» The problem
Extract every line of the data below that contains the string "hood".

Items from a dataset
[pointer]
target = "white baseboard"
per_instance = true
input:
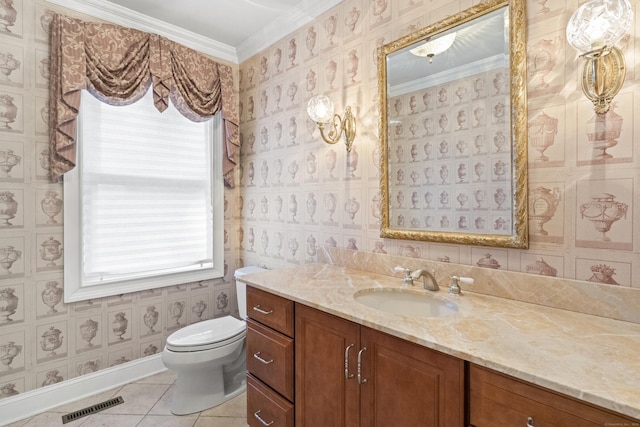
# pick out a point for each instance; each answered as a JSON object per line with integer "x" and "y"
{"x": 40, "y": 400}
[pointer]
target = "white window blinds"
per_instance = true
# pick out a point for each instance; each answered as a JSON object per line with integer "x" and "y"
{"x": 146, "y": 198}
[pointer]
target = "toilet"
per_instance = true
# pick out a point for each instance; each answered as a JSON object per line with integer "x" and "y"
{"x": 208, "y": 358}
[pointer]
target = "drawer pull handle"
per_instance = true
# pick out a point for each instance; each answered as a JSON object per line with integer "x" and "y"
{"x": 347, "y": 375}
{"x": 257, "y": 356}
{"x": 360, "y": 379}
{"x": 257, "y": 415}
{"x": 261, "y": 311}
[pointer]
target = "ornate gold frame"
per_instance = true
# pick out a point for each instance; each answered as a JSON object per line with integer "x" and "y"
{"x": 519, "y": 132}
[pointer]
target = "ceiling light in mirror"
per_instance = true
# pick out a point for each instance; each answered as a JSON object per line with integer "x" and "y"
{"x": 434, "y": 47}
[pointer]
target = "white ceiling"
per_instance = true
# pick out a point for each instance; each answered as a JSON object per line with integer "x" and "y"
{"x": 232, "y": 30}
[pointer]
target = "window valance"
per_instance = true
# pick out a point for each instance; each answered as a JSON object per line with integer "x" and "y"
{"x": 118, "y": 65}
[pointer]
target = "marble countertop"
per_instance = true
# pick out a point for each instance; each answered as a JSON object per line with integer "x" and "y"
{"x": 591, "y": 358}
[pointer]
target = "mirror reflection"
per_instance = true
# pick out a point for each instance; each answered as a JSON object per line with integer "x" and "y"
{"x": 452, "y": 130}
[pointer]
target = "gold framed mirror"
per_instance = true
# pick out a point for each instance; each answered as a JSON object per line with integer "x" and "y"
{"x": 453, "y": 129}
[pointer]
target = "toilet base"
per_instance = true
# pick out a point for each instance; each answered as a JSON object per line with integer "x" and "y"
{"x": 194, "y": 395}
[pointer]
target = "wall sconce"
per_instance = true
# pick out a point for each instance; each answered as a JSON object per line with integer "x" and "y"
{"x": 320, "y": 109}
{"x": 593, "y": 30}
{"x": 434, "y": 47}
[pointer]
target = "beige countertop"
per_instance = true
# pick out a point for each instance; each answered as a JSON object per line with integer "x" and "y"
{"x": 592, "y": 358}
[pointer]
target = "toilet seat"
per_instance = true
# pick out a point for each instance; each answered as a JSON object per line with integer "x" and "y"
{"x": 207, "y": 335}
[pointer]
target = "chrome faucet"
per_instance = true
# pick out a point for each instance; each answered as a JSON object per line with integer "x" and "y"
{"x": 428, "y": 279}
{"x": 454, "y": 288}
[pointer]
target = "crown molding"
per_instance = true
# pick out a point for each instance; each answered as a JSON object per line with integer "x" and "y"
{"x": 307, "y": 11}
{"x": 119, "y": 15}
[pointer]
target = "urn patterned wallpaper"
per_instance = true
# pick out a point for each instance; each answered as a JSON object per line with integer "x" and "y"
{"x": 298, "y": 193}
{"x": 43, "y": 340}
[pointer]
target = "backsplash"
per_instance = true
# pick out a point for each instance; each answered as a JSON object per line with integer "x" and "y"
{"x": 298, "y": 194}
{"x": 43, "y": 340}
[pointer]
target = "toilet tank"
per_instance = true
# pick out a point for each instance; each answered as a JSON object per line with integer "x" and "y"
{"x": 241, "y": 288}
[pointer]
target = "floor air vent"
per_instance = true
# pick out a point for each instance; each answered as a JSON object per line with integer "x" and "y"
{"x": 92, "y": 409}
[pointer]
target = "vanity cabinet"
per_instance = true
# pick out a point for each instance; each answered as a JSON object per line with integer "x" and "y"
{"x": 270, "y": 378}
{"x": 351, "y": 375}
{"x": 497, "y": 400}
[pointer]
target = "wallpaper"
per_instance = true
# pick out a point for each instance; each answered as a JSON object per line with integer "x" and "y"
{"x": 295, "y": 194}
{"x": 299, "y": 194}
{"x": 43, "y": 340}
{"x": 449, "y": 160}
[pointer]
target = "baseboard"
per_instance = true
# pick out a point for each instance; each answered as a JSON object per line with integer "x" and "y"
{"x": 40, "y": 400}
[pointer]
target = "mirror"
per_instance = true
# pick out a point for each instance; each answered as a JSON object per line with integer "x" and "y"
{"x": 453, "y": 129}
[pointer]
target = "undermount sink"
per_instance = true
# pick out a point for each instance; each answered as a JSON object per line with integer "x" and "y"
{"x": 406, "y": 302}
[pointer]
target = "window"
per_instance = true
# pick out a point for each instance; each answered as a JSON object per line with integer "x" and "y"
{"x": 142, "y": 206}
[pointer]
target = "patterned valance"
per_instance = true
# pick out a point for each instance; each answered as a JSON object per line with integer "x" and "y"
{"x": 118, "y": 65}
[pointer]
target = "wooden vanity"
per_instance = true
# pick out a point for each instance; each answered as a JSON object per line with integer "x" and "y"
{"x": 308, "y": 367}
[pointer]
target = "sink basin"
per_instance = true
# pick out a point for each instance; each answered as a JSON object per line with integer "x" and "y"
{"x": 405, "y": 302}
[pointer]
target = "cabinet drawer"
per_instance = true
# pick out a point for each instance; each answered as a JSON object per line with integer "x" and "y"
{"x": 270, "y": 358}
{"x": 264, "y": 407}
{"x": 497, "y": 400}
{"x": 271, "y": 310}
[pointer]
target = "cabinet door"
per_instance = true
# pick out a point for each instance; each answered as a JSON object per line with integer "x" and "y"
{"x": 409, "y": 385}
{"x": 324, "y": 396}
{"x": 497, "y": 400}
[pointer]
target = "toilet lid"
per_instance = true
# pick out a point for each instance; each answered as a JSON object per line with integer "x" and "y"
{"x": 207, "y": 334}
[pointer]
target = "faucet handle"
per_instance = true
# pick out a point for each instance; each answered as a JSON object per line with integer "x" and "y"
{"x": 454, "y": 288}
{"x": 408, "y": 279}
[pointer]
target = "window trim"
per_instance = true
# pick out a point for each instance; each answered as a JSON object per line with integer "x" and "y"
{"x": 74, "y": 290}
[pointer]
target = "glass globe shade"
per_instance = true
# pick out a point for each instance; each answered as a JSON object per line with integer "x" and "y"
{"x": 320, "y": 109}
{"x": 599, "y": 23}
{"x": 435, "y": 46}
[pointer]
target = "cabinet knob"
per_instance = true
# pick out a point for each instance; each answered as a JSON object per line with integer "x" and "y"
{"x": 259, "y": 418}
{"x": 347, "y": 375}
{"x": 360, "y": 379}
{"x": 261, "y": 311}
{"x": 257, "y": 356}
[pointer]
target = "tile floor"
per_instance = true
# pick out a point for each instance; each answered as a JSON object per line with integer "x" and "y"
{"x": 146, "y": 404}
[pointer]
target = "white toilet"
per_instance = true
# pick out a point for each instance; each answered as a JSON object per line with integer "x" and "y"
{"x": 208, "y": 358}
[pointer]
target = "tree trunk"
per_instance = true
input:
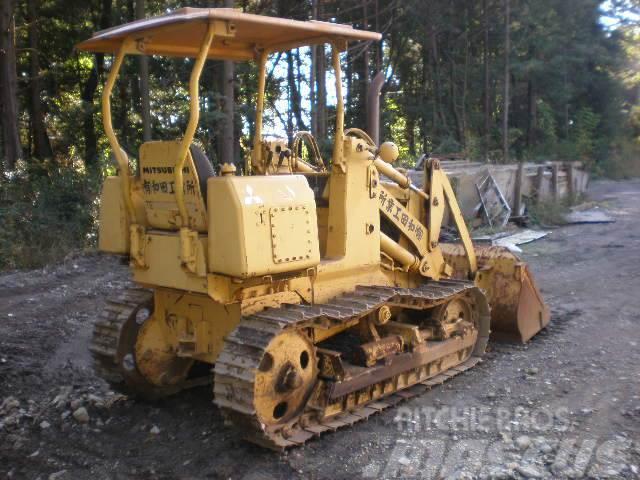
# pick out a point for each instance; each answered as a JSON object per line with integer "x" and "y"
{"x": 145, "y": 107}
{"x": 41, "y": 144}
{"x": 363, "y": 111}
{"x": 321, "y": 83}
{"x": 507, "y": 80}
{"x": 12, "y": 148}
{"x": 322, "y": 93}
{"x": 532, "y": 113}
{"x": 88, "y": 94}
{"x": 228, "y": 91}
{"x": 487, "y": 92}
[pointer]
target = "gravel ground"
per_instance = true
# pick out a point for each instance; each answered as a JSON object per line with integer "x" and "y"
{"x": 567, "y": 405}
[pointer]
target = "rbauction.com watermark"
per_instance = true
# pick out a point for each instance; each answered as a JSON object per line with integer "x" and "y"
{"x": 569, "y": 457}
{"x": 482, "y": 419}
{"x": 497, "y": 442}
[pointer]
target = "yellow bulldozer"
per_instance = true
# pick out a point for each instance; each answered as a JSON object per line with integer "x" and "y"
{"x": 314, "y": 296}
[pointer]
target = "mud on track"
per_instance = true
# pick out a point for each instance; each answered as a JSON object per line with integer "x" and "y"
{"x": 574, "y": 389}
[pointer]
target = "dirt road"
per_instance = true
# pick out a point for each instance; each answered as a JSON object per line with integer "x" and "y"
{"x": 566, "y": 405}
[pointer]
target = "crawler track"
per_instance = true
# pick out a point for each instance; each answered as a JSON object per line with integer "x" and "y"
{"x": 108, "y": 331}
{"x": 235, "y": 369}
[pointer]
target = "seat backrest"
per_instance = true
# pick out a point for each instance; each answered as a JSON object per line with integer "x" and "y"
{"x": 157, "y": 160}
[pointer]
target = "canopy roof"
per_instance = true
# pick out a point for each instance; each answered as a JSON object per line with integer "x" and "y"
{"x": 238, "y": 35}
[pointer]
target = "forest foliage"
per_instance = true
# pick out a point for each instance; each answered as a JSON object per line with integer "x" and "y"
{"x": 517, "y": 80}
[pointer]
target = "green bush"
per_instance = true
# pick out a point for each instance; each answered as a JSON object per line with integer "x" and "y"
{"x": 47, "y": 211}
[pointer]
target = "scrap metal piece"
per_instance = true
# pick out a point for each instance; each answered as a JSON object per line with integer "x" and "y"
{"x": 496, "y": 209}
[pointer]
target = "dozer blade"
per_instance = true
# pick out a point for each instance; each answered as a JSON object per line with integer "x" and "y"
{"x": 518, "y": 311}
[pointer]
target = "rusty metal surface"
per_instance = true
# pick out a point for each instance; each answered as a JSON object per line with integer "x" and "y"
{"x": 518, "y": 310}
{"x": 113, "y": 346}
{"x": 236, "y": 379}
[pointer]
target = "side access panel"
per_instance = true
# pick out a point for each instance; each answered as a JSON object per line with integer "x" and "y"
{"x": 261, "y": 225}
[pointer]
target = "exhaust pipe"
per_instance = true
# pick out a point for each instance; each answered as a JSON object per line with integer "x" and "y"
{"x": 373, "y": 107}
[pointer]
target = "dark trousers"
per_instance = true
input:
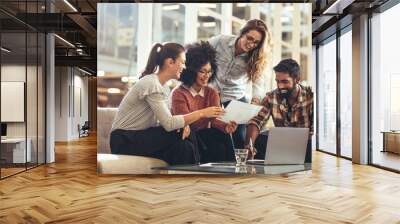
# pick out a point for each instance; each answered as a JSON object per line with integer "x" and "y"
{"x": 240, "y": 134}
{"x": 261, "y": 146}
{"x": 215, "y": 145}
{"x": 157, "y": 143}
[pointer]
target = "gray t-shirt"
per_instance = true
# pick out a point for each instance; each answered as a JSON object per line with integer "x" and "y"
{"x": 231, "y": 80}
{"x": 146, "y": 105}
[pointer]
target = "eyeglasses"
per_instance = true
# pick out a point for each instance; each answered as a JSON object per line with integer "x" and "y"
{"x": 209, "y": 73}
{"x": 251, "y": 40}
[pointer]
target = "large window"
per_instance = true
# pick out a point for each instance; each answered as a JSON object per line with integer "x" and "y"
{"x": 22, "y": 63}
{"x": 327, "y": 96}
{"x": 346, "y": 94}
{"x": 385, "y": 83}
{"x": 126, "y": 31}
{"x": 168, "y": 22}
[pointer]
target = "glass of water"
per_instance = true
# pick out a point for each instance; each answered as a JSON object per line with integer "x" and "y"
{"x": 241, "y": 156}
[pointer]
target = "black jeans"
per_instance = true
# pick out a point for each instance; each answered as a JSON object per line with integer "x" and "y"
{"x": 215, "y": 145}
{"x": 240, "y": 134}
{"x": 261, "y": 146}
{"x": 156, "y": 142}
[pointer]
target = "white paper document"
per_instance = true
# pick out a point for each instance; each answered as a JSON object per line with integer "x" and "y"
{"x": 240, "y": 112}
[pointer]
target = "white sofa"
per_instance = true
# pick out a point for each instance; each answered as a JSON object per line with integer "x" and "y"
{"x": 108, "y": 163}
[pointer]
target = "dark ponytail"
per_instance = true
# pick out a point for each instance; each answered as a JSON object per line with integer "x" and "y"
{"x": 159, "y": 53}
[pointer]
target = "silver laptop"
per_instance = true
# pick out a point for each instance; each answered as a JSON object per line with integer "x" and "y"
{"x": 286, "y": 145}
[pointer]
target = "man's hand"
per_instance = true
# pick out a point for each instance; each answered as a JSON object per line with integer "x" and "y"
{"x": 252, "y": 151}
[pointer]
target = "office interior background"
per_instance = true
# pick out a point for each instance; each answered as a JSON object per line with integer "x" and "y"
{"x": 61, "y": 56}
{"x": 127, "y": 31}
{"x": 49, "y": 80}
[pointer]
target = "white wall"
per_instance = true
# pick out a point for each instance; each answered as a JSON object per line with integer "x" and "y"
{"x": 70, "y": 83}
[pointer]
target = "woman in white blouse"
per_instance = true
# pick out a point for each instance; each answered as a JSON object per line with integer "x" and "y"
{"x": 144, "y": 125}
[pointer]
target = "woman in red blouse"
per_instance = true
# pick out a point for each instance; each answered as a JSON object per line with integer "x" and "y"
{"x": 194, "y": 94}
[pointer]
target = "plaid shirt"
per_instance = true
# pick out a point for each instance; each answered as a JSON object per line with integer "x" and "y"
{"x": 301, "y": 114}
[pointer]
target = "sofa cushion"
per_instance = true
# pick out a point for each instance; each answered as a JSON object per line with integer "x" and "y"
{"x": 126, "y": 164}
{"x": 105, "y": 118}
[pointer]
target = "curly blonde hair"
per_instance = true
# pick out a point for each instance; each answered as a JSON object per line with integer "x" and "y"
{"x": 257, "y": 58}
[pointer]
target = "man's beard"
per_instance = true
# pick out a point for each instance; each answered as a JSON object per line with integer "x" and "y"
{"x": 286, "y": 93}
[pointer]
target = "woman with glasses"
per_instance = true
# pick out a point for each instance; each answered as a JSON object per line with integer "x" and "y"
{"x": 241, "y": 60}
{"x": 144, "y": 125}
{"x": 193, "y": 94}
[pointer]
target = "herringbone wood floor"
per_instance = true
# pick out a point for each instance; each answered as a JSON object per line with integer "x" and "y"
{"x": 70, "y": 191}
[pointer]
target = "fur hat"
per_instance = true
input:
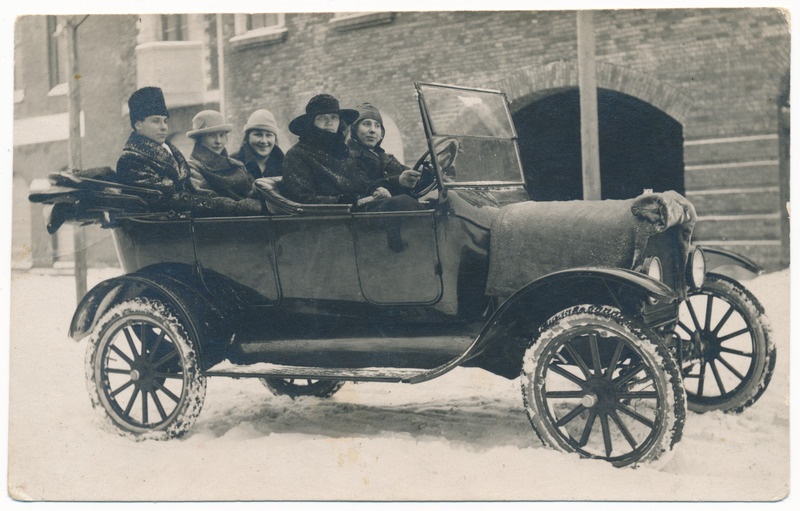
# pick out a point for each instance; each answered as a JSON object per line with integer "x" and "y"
{"x": 367, "y": 111}
{"x": 261, "y": 120}
{"x": 318, "y": 105}
{"x": 208, "y": 121}
{"x": 145, "y": 102}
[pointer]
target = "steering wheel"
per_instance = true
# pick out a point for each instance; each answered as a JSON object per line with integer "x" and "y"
{"x": 446, "y": 152}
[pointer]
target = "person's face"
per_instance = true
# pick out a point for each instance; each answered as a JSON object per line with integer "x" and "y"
{"x": 262, "y": 142}
{"x": 368, "y": 132}
{"x": 214, "y": 141}
{"x": 153, "y": 127}
{"x": 327, "y": 122}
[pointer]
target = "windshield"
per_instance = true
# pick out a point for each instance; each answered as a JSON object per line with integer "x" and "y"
{"x": 480, "y": 122}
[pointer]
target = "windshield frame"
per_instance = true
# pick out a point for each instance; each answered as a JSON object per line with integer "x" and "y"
{"x": 433, "y": 136}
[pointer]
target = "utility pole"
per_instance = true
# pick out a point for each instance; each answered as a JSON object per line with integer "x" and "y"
{"x": 587, "y": 85}
{"x": 75, "y": 157}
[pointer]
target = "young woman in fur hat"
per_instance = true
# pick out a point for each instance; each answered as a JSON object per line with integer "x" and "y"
{"x": 259, "y": 151}
{"x": 317, "y": 169}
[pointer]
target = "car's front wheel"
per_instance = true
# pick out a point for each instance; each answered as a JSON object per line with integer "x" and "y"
{"x": 300, "y": 387}
{"x": 143, "y": 371}
{"x": 728, "y": 355}
{"x": 596, "y": 384}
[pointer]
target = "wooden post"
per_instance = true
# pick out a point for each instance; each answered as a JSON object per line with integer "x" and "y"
{"x": 75, "y": 157}
{"x": 587, "y": 84}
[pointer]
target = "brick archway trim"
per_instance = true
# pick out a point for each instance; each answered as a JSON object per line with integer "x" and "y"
{"x": 530, "y": 84}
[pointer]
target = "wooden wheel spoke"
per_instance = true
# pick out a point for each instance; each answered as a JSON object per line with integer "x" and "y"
{"x": 717, "y": 377}
{"x": 636, "y": 415}
{"x": 607, "y": 443}
{"x": 127, "y": 332}
{"x": 723, "y": 319}
{"x": 595, "y": 349}
{"x": 131, "y": 402}
{"x": 623, "y": 429}
{"x": 121, "y": 388}
{"x": 578, "y": 361}
{"x": 731, "y": 368}
{"x": 122, "y": 355}
{"x": 566, "y": 374}
{"x": 733, "y": 334}
{"x": 571, "y": 415}
{"x": 587, "y": 428}
{"x": 168, "y": 392}
{"x": 614, "y": 359}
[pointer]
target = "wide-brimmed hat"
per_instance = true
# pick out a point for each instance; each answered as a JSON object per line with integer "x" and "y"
{"x": 318, "y": 105}
{"x": 261, "y": 120}
{"x": 208, "y": 121}
{"x": 145, "y": 102}
{"x": 367, "y": 111}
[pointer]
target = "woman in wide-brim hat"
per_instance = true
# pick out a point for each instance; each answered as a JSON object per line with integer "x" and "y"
{"x": 213, "y": 171}
{"x": 259, "y": 150}
{"x": 317, "y": 169}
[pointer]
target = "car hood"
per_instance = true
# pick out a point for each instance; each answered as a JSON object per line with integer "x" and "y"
{"x": 531, "y": 239}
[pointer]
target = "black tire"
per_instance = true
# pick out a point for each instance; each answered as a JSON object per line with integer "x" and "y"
{"x": 302, "y": 387}
{"x": 143, "y": 372}
{"x": 596, "y": 384}
{"x": 728, "y": 353}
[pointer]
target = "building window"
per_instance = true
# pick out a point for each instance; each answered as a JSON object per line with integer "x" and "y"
{"x": 56, "y": 53}
{"x": 258, "y": 29}
{"x": 264, "y": 20}
{"x": 174, "y": 27}
{"x": 352, "y": 20}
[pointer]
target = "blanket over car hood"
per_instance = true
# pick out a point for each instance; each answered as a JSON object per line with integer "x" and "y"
{"x": 531, "y": 239}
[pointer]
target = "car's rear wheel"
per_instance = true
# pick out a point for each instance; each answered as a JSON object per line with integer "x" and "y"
{"x": 597, "y": 384}
{"x": 143, "y": 371}
{"x": 728, "y": 354}
{"x": 300, "y": 387}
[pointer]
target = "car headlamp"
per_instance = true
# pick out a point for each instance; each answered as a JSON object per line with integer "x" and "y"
{"x": 652, "y": 268}
{"x": 696, "y": 268}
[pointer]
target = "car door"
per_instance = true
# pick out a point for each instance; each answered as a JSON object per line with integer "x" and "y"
{"x": 397, "y": 257}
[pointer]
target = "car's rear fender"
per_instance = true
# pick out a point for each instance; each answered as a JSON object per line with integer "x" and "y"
{"x": 179, "y": 288}
{"x": 729, "y": 263}
{"x": 509, "y": 331}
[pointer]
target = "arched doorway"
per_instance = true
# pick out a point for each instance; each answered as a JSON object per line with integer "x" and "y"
{"x": 641, "y": 147}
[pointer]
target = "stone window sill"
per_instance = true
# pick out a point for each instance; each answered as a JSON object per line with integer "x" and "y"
{"x": 360, "y": 20}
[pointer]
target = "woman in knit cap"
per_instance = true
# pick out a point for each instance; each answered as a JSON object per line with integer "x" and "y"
{"x": 212, "y": 171}
{"x": 364, "y": 143}
{"x": 259, "y": 151}
{"x": 317, "y": 169}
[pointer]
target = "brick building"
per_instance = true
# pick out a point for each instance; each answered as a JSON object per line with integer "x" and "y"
{"x": 688, "y": 99}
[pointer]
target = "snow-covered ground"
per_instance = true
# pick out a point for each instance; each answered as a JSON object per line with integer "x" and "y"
{"x": 463, "y": 436}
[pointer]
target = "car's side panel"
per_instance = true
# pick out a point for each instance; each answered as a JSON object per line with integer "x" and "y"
{"x": 239, "y": 249}
{"x": 397, "y": 257}
{"x": 142, "y": 243}
{"x": 316, "y": 258}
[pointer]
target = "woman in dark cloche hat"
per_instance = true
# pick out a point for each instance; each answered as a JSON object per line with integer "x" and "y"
{"x": 316, "y": 170}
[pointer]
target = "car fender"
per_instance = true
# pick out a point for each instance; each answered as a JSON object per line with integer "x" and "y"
{"x": 730, "y": 264}
{"x": 178, "y": 287}
{"x": 505, "y": 336}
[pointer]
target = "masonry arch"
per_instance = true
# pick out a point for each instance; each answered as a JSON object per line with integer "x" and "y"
{"x": 641, "y": 147}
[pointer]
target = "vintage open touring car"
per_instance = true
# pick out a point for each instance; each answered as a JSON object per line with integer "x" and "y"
{"x": 599, "y": 307}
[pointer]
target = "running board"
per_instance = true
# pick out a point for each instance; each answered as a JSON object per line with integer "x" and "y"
{"x": 264, "y": 370}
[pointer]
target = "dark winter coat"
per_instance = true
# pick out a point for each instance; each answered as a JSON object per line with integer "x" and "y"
{"x": 274, "y": 166}
{"x": 382, "y": 168}
{"x": 318, "y": 170}
{"x": 217, "y": 174}
{"x": 148, "y": 164}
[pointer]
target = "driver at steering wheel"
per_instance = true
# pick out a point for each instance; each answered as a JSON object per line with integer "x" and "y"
{"x": 364, "y": 144}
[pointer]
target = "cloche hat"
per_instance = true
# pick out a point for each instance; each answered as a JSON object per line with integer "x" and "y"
{"x": 145, "y": 102}
{"x": 318, "y": 105}
{"x": 208, "y": 121}
{"x": 261, "y": 120}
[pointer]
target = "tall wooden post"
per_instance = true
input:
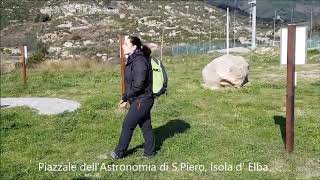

» The completed task
target = "car hood"
target = "blanket over car hood"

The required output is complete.